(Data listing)
+--

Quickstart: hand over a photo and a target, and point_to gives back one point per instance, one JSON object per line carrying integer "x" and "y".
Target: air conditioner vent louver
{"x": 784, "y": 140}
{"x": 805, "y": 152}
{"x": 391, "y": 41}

+--

→ YOUR TASK
Copy all of the rows above word for word, with each line unchanged.

→ EXERCISE RESULT
Quickstart: hand over a photo and a target, and point_to gives back one point per instance, one JSON object per line carrying integer "x" and "y".
Target: air conditioner vent louver
{"x": 784, "y": 140}
{"x": 805, "y": 152}
{"x": 391, "y": 41}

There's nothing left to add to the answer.